WHAT IS REQUIRED :: Please print the lines of the records below exactly, starting with the line that contains "the red foam" and continuing through the end of the records.

Position identification records:
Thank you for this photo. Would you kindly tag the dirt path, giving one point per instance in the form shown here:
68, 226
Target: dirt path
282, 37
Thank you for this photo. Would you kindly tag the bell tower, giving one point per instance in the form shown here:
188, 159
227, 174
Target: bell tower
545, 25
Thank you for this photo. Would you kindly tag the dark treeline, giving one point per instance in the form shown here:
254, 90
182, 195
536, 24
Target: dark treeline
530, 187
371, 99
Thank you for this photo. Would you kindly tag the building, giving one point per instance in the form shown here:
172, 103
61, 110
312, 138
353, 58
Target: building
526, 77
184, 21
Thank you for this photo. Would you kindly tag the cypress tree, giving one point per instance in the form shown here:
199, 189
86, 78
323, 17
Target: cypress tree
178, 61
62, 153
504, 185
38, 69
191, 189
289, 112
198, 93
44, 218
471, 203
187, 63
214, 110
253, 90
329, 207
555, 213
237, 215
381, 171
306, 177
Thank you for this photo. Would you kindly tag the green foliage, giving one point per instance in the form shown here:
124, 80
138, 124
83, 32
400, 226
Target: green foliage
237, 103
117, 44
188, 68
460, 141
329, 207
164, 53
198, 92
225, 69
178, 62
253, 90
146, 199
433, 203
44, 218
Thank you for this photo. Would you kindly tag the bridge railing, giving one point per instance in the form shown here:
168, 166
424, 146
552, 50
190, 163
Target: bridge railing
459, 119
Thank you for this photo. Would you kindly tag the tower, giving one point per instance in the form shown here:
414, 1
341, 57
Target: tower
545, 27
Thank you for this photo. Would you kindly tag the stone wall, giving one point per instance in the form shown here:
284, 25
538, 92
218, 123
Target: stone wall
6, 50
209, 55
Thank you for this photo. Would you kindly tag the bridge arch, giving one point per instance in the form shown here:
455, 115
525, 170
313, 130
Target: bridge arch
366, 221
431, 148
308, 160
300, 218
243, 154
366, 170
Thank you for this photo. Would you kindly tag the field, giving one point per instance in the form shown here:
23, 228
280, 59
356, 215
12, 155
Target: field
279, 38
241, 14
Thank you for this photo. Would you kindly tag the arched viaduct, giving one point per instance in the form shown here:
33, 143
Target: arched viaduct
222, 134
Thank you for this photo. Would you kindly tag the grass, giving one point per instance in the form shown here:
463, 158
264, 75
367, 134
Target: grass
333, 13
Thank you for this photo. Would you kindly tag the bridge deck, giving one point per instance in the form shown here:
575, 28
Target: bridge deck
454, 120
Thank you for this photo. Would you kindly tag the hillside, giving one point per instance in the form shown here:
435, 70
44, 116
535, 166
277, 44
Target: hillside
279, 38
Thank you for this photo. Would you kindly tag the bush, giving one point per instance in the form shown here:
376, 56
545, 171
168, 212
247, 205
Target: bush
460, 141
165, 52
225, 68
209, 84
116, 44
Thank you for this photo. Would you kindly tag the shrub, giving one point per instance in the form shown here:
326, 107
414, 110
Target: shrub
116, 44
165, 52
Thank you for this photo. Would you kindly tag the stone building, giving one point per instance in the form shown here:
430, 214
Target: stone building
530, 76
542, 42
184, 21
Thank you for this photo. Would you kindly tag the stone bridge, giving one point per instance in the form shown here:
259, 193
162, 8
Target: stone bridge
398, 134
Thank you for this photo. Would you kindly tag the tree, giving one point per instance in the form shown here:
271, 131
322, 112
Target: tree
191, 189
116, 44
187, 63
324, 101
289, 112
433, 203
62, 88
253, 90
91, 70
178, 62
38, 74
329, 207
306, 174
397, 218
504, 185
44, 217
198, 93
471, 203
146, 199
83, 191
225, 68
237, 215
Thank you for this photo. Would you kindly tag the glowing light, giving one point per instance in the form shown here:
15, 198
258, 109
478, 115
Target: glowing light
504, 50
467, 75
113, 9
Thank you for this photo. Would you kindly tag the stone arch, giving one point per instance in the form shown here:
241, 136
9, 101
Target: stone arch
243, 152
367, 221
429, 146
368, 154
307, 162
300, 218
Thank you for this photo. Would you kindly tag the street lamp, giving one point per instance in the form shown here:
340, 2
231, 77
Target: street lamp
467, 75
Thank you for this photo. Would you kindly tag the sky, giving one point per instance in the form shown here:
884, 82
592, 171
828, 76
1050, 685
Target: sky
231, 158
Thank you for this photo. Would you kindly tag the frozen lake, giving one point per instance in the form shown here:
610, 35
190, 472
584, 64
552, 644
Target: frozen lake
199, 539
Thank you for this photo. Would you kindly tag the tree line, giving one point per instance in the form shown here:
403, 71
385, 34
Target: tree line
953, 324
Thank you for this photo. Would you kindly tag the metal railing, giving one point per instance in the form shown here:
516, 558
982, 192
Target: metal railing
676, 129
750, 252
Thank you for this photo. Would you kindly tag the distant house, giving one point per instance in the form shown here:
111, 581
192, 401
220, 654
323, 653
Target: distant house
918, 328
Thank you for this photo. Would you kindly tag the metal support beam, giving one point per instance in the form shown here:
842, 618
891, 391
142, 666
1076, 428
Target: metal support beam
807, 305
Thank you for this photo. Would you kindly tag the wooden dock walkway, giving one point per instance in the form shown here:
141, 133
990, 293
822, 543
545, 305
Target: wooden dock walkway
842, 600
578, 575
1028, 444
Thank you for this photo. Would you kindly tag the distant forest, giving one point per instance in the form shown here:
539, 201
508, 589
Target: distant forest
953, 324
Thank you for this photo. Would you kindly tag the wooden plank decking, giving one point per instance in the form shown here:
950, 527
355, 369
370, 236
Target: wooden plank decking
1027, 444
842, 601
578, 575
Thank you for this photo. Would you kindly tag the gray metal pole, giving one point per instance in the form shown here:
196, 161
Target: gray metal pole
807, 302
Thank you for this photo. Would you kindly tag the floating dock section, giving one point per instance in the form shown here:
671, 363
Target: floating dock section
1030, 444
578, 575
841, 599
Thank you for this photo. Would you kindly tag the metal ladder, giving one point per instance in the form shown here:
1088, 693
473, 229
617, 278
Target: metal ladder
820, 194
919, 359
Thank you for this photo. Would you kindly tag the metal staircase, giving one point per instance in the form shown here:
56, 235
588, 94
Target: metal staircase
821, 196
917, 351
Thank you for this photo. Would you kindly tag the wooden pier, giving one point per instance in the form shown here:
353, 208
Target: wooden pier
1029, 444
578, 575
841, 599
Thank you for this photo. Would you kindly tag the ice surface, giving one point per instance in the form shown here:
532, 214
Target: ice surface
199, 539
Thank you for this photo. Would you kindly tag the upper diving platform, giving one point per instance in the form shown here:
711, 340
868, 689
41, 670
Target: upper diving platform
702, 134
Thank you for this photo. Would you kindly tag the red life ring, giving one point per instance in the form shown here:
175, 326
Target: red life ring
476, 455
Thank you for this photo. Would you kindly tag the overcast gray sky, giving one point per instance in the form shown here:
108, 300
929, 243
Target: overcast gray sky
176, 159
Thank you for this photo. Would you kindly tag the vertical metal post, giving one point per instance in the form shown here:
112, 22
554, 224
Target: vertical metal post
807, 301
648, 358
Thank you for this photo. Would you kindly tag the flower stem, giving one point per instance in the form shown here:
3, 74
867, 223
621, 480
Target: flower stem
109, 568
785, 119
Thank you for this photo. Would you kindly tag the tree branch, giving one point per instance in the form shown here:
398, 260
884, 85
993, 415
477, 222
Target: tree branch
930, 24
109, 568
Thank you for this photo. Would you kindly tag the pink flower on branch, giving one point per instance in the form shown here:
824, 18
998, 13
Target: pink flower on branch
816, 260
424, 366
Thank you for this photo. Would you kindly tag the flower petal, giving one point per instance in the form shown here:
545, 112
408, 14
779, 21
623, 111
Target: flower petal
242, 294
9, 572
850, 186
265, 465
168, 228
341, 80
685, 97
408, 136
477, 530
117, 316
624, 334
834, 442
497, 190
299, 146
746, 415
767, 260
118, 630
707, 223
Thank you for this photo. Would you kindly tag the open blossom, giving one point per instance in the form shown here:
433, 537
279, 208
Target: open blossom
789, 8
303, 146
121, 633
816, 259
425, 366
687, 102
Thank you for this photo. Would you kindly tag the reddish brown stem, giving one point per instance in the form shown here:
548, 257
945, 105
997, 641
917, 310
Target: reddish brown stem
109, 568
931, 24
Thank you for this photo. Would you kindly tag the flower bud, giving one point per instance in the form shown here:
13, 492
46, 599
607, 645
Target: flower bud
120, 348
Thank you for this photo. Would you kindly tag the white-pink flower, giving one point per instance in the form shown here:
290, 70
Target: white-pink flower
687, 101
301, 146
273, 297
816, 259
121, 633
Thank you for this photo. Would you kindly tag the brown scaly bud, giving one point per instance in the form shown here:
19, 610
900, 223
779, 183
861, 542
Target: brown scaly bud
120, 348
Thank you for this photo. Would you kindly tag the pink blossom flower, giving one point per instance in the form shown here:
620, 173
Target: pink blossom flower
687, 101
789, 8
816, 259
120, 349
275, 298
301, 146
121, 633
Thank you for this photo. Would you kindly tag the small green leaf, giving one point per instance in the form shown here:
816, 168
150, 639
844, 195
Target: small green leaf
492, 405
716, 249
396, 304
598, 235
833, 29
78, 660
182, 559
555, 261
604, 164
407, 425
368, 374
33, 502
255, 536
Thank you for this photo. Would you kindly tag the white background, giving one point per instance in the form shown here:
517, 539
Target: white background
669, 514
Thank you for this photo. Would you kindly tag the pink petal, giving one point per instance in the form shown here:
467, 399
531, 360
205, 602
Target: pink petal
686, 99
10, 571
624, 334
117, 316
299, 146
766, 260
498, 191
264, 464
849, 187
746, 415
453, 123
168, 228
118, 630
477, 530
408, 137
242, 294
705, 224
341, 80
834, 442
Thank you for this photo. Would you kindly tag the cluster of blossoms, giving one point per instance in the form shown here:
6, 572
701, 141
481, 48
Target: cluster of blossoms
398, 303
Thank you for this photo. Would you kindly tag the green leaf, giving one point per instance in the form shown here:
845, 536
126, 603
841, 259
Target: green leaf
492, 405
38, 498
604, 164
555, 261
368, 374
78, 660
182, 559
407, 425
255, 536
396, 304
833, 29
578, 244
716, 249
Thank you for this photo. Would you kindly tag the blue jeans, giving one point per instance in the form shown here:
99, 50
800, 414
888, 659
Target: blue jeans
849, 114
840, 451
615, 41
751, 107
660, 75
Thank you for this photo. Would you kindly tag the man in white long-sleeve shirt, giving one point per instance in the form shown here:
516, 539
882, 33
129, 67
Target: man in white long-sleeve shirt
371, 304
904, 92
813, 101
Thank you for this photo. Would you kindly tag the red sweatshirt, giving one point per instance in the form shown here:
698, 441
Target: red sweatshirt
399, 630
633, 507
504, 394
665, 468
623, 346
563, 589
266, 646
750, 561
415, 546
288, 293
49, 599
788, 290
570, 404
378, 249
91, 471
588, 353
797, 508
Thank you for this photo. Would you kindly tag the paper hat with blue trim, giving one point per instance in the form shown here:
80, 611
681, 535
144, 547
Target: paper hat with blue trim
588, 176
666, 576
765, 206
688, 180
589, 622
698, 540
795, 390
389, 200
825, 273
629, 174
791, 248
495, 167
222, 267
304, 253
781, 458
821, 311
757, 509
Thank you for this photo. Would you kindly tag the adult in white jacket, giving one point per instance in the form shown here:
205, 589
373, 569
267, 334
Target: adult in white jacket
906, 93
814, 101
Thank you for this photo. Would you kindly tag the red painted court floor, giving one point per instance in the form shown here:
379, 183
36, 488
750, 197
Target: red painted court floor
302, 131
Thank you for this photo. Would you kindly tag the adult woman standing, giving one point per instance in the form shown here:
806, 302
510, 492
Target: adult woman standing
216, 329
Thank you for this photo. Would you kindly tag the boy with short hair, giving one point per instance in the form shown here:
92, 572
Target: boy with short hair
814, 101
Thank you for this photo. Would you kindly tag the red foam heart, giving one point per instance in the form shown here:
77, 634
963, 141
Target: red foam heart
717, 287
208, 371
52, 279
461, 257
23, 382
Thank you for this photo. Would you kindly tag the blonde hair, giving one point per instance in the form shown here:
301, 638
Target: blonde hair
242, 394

REPLY TO THE TASK ::
Thank you for this photo. Would you kindly tag the red foam heart, giving one point per instance in the form shown here:
77, 634
963, 141
Target: red foam heart
717, 287
208, 371
52, 279
461, 257
23, 382
Thank you for this photo. Would you kindly tag the blonde hair, giving one point per instance in the form shown here:
301, 638
Target: blonde hair
242, 394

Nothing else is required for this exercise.